- Provided data -
begin

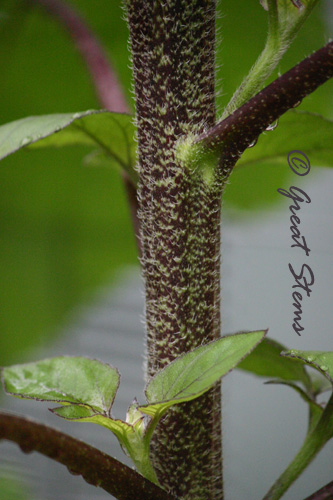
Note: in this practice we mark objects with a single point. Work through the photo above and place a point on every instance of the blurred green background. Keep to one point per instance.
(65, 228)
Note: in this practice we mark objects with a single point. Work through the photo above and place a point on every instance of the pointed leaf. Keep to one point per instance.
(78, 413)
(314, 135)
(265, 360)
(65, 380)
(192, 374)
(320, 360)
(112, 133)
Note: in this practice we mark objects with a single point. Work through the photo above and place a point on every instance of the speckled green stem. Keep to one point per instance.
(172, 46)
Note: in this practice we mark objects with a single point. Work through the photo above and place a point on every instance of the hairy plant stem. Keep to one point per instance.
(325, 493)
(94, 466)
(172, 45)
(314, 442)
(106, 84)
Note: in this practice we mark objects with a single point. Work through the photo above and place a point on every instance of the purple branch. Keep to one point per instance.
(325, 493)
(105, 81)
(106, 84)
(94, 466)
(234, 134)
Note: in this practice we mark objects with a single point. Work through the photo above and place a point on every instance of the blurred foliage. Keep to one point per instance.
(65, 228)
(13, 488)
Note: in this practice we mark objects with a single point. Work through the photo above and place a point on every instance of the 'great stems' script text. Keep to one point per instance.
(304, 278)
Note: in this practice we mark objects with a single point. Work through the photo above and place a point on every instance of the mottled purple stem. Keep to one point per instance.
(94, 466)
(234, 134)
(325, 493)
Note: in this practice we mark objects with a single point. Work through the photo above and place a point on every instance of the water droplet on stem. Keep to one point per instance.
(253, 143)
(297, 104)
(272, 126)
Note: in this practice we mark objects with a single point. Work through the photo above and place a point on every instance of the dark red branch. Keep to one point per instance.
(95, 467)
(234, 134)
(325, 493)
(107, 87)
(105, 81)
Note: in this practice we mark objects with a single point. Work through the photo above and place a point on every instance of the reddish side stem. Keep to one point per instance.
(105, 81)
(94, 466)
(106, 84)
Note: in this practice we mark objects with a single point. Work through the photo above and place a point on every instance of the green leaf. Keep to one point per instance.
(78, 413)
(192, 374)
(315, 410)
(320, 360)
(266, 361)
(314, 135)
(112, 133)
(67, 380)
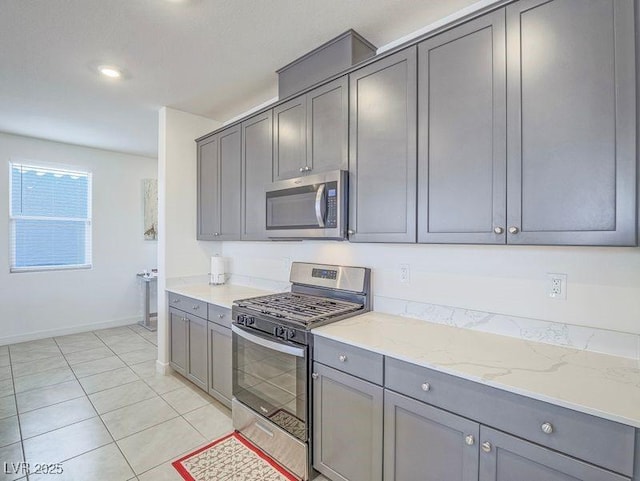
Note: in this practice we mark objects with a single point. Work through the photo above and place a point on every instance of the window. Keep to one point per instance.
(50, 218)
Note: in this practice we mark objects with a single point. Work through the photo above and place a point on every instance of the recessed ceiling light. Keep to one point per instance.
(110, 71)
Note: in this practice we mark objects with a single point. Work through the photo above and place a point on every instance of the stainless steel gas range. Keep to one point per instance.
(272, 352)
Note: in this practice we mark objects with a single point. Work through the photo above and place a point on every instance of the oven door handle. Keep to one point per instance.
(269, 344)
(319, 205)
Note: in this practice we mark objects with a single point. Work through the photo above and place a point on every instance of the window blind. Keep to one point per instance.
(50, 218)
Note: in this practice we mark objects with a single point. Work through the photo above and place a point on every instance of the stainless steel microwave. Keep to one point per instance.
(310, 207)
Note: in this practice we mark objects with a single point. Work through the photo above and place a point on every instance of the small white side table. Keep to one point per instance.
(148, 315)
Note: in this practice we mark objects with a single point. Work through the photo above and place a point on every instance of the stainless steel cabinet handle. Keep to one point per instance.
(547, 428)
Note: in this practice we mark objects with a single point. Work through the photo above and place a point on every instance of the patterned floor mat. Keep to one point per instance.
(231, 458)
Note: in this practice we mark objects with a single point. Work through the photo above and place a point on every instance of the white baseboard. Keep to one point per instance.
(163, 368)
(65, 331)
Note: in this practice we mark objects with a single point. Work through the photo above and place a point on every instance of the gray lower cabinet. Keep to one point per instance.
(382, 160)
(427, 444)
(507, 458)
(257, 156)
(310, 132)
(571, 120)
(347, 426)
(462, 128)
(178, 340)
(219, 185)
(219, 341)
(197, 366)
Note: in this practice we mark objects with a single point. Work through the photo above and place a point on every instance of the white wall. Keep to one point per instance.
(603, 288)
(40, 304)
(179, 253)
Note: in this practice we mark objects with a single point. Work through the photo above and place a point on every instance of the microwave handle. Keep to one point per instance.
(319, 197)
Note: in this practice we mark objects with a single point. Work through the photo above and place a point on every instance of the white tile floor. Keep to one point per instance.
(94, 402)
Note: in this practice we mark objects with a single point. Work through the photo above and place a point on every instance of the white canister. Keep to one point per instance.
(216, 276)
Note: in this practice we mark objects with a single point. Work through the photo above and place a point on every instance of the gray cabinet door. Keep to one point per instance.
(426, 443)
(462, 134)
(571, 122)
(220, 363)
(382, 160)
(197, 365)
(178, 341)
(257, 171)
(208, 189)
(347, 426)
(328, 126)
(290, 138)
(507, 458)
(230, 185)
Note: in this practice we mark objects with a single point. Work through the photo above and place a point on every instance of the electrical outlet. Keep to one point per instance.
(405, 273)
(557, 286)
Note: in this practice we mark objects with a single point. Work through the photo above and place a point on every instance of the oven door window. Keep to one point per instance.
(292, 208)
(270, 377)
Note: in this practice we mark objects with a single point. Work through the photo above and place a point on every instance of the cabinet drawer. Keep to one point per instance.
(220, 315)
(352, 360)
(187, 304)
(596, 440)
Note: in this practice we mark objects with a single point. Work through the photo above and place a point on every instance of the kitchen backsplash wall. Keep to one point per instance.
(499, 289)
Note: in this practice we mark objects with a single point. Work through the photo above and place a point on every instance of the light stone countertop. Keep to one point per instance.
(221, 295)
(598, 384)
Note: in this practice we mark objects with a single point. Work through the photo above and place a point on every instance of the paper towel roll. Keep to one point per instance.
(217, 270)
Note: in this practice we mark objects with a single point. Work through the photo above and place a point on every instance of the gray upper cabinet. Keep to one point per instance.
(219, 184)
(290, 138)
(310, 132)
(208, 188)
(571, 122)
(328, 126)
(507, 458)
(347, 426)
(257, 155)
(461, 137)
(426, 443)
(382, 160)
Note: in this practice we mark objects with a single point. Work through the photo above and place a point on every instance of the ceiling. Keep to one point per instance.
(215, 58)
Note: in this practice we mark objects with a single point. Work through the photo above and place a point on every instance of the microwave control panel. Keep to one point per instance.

end
begin

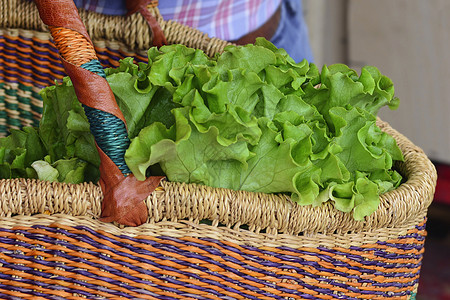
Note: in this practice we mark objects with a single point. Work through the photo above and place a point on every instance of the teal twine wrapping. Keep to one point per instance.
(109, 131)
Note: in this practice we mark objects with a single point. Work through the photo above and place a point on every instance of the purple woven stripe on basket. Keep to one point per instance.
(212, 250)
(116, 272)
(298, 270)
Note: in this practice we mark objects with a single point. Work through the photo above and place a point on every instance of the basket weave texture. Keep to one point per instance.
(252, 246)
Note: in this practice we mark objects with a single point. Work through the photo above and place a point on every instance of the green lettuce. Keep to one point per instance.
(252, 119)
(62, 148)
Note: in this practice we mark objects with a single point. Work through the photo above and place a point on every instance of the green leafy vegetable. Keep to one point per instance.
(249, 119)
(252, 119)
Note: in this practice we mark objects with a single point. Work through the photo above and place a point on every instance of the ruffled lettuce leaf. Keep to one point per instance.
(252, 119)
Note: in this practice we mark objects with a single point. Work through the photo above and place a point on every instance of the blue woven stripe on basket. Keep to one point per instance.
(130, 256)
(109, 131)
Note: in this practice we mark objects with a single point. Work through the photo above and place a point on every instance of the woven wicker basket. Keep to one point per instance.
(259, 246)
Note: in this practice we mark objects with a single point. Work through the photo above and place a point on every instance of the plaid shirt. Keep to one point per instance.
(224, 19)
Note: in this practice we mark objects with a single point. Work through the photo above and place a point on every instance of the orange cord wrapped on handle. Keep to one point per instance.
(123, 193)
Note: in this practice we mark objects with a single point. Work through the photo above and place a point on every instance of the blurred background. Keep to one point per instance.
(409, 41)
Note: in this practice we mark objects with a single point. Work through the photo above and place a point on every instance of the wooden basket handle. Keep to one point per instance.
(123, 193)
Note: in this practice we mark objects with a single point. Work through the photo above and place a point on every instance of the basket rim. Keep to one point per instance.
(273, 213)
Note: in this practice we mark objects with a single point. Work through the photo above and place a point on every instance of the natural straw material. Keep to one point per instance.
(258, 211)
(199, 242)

end
begin

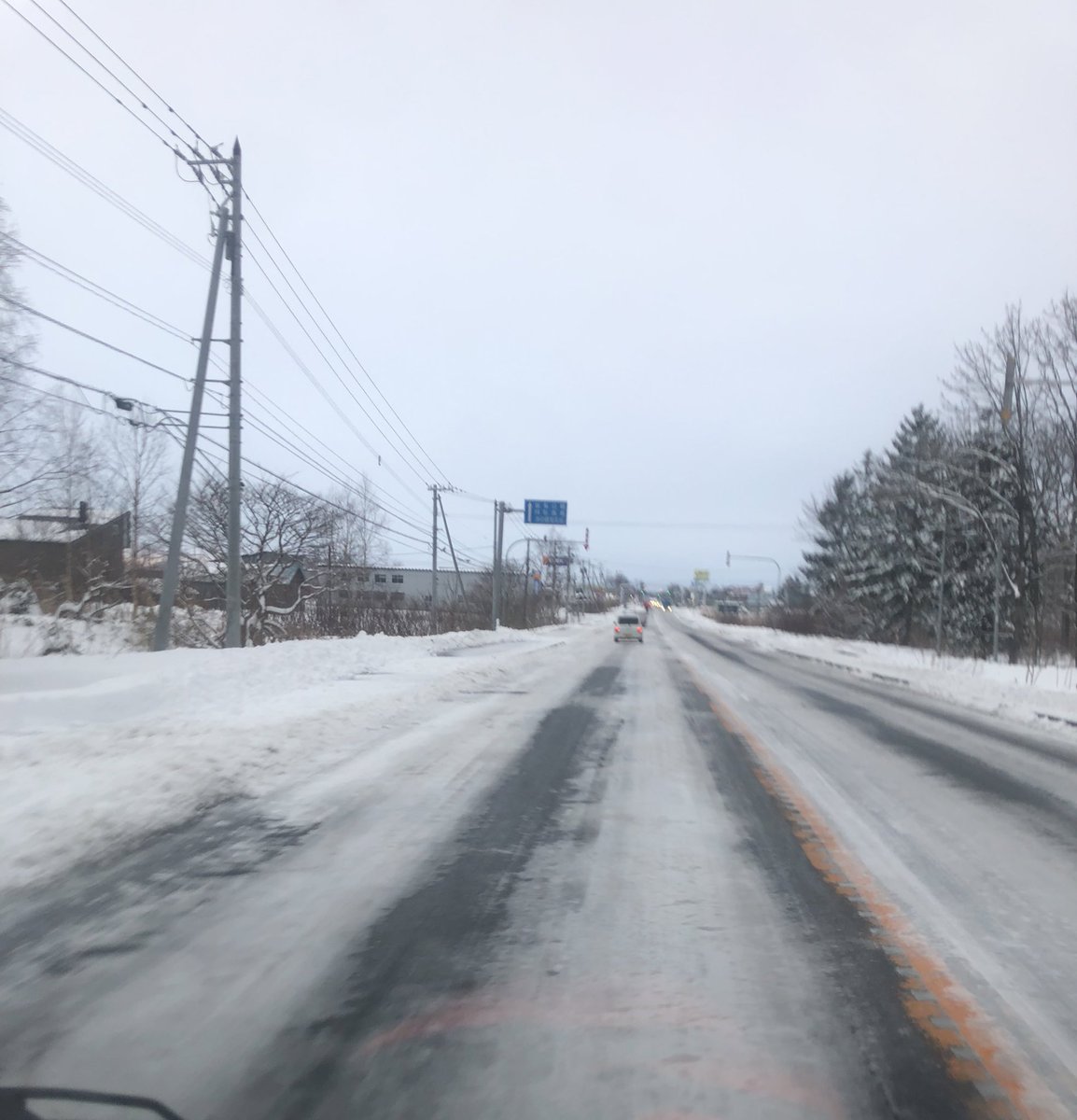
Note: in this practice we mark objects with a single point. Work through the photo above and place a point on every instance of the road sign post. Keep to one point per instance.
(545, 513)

end

- Aim -
Which lines in the items above contain the word "floor"? Pull out each one and copy it in full.

- Solution for this task -
Note: in this practice we mark objects with a single point. Work through the photo above and place a point on every instance of the patterned floor mat. Keep to one point per instance.
Note: in this practice we mark objects with a single point. Work through the photo above and place a point on every instance of the white tile floor. Keep to one point per instance.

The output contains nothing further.